The entries below are to be written out exactly, with no images included.
___ AVAILABLE DATA
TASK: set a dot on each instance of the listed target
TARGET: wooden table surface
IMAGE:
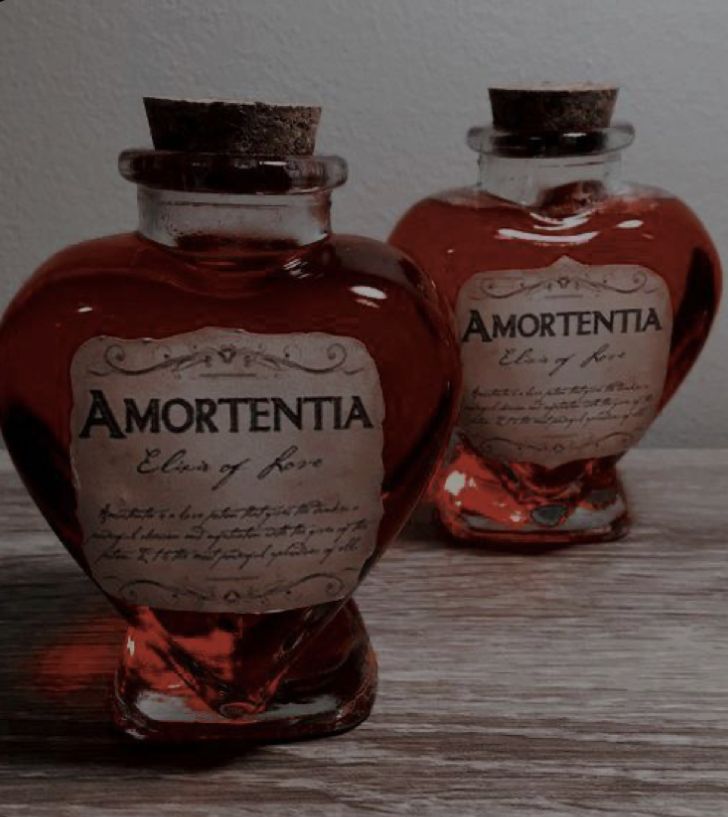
(589, 681)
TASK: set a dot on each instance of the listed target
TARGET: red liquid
(459, 233)
(234, 666)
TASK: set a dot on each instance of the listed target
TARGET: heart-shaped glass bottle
(226, 417)
(581, 301)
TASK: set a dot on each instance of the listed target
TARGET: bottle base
(500, 504)
(307, 703)
(476, 529)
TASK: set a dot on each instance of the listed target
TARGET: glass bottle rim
(489, 141)
(231, 173)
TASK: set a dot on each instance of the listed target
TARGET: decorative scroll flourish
(225, 361)
(505, 287)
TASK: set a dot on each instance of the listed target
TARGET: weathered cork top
(553, 108)
(249, 128)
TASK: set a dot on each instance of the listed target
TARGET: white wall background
(400, 81)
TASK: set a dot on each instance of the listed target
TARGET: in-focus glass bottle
(225, 417)
(581, 302)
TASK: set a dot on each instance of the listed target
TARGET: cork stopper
(248, 128)
(553, 108)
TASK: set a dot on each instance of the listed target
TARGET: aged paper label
(562, 363)
(225, 471)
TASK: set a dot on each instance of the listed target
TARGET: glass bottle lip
(231, 173)
(487, 140)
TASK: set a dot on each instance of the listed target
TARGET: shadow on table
(61, 641)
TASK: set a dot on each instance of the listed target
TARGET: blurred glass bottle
(581, 303)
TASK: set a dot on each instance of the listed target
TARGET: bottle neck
(220, 224)
(534, 182)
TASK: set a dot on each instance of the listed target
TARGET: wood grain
(587, 682)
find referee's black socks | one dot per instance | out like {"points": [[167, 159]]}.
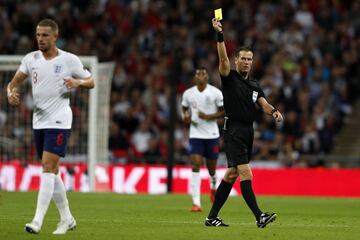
______
- [OUTPUT FOR THIS TASK]:
TASK: set a dot on each instance of the listed target
TARGET: wooden table surface
IMAGE:
(589, 681)
TASK: set a dot on each instance of the listed target
TARGET: red liquid
(459, 233)
(234, 666)
TASK: set a dot on each instance of the listed target
TARGET: heart-shaped glass bottle
(226, 417)
(581, 301)
TASK: set a dot on each instance of the listed target
TARGET: bottle base
(500, 504)
(307, 703)
(476, 529)
TASK: set a dot on each instance of the listed target
TARGET: glass bottle rim
(489, 141)
(231, 173)
TASK: set a dot on each instance of the listed target
TARGET: decorative scroll flourish
(225, 361)
(505, 287)
TASK: set a dot on each instance of the listed target
TARGET: weathered cork top
(553, 108)
(249, 128)
TASK: set a dot on each instance of the listed target
TARGET: white wall background
(400, 81)
TASK: set a dot on each instance of the listed target
TARGET: in-focus glass bottle
(225, 417)
(581, 302)
TASK: set a dot on each instance of the listed target
TARGET: cork stopper
(248, 128)
(553, 108)
TASK: set a dot on each instance of the listed target
TARGET: aged paper label
(562, 363)
(225, 471)
TASK: set a dot on each instance of the listed target
TARGET: glass bottle lip
(231, 173)
(487, 140)
TASK: set a dot on each instance of the listed target
TARGET: shadow on table
(61, 641)
TASK: set a dot on each instance of the listed target
TARGET: blurred glass bottle
(581, 303)
TASK: set a dot on each instance of the listed target
TARGET: bottle neck
(220, 224)
(534, 182)
TASK: set a dot on each instance of the listed target
TARGET: wood grain
(587, 682)
find referee's black socks | one dot per instance | out like {"points": [[167, 159]]}.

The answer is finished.